Work instructions
The required output is the line that contains "Each instance receives one point. Annotate the woman's" plus every line after it in the listing below, copied exactly as it appears.

======== Provided data ========

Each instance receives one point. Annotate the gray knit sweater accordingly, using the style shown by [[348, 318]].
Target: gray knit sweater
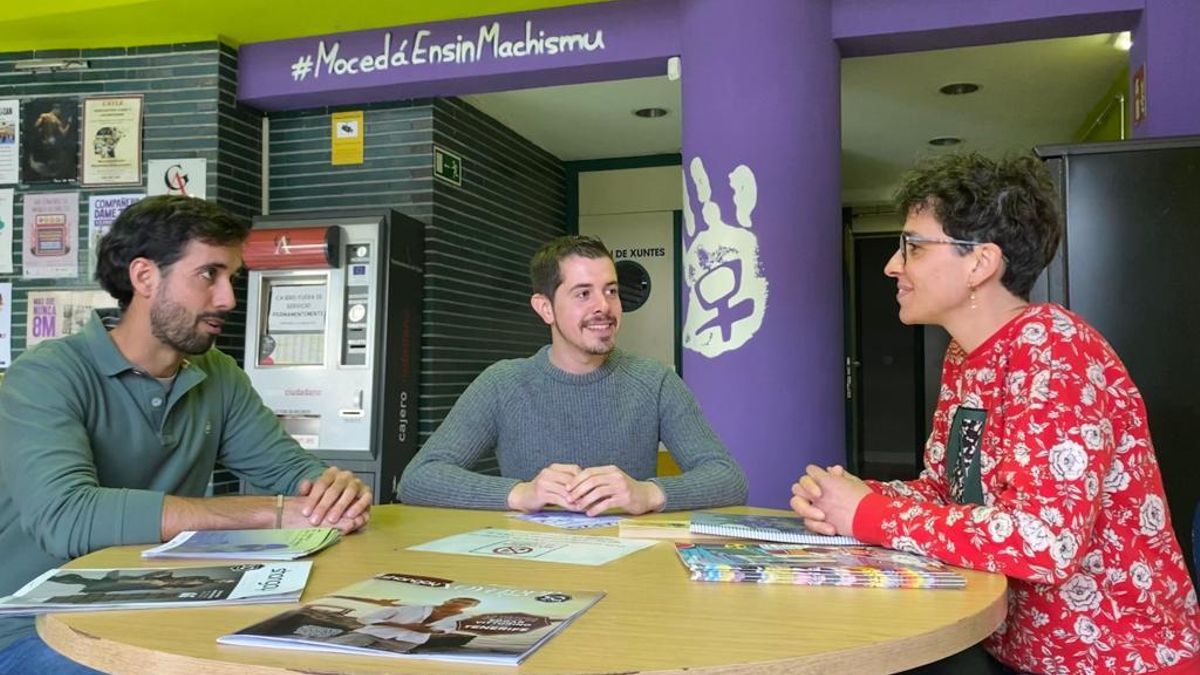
[[534, 414]]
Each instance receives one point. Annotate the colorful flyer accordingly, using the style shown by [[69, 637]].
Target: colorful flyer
[[49, 249], [10, 141], [6, 226], [178, 177], [51, 141], [5, 324], [58, 314], [112, 141], [102, 210]]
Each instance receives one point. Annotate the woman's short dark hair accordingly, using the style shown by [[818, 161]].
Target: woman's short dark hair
[[160, 228], [544, 270], [1011, 203]]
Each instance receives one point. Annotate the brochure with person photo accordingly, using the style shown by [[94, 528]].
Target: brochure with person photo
[[816, 566], [247, 544], [95, 590], [407, 615]]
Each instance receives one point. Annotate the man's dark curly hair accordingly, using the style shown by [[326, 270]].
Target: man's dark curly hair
[[545, 275], [160, 228], [1011, 203]]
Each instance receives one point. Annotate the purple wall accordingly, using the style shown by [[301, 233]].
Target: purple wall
[[865, 28], [618, 40], [761, 91], [1167, 42]]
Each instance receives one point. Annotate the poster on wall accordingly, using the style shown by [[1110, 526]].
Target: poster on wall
[[177, 177], [102, 210], [51, 226], [346, 142], [112, 141], [10, 141], [58, 314], [5, 324], [51, 141], [6, 210]]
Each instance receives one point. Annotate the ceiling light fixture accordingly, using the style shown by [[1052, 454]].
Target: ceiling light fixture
[[959, 88], [651, 112]]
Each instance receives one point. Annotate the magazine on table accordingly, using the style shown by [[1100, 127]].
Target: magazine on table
[[406, 615], [95, 590], [243, 544], [539, 547], [789, 529], [661, 529], [568, 520], [816, 566]]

========

Task result
Each instance receives one point. Annotate the woman's short dark hair accordingly, using the style shown by [[818, 161]].
Target: woman's short dark hair
[[160, 228], [544, 270], [1011, 203]]
Each instance receives one point. Annotate the brochure with person photo accordingly, using the style shown by [[94, 528]].
Target: brochure with person photo
[[816, 566], [247, 544], [95, 590], [407, 615]]
Each instance receives one point. Annotate the man's dark curly hair accordingly, using the style shown by [[326, 270]].
Target: man's dark curly hair
[[545, 275], [160, 228], [1011, 203]]
Each instance receives one point. Annotate the purple wall accordingly, using the style shown by [[301, 233]].
Target: purple wall
[[865, 28], [618, 40], [761, 91], [1167, 42]]
Each instance receives one point. Annotate the poster on wall accordingly, using the style shown by [[1110, 526]].
Target: poster on wall
[[177, 177], [102, 210], [51, 226], [346, 142], [112, 141], [10, 141], [58, 314], [5, 324], [51, 141], [6, 210]]
Each instance receives one point. Annotate the ceiling light fixture accordingly, using the style shown by [[1052, 454]].
Target: ceiling light fixture
[[959, 88], [651, 112]]
Each instance receives one point. Annotate the magazine on table accordingly, using the style shown by [[1100, 127]].
Target: magazine on table
[[406, 615], [95, 590], [243, 544], [539, 547], [789, 529], [661, 529], [568, 520], [816, 566]]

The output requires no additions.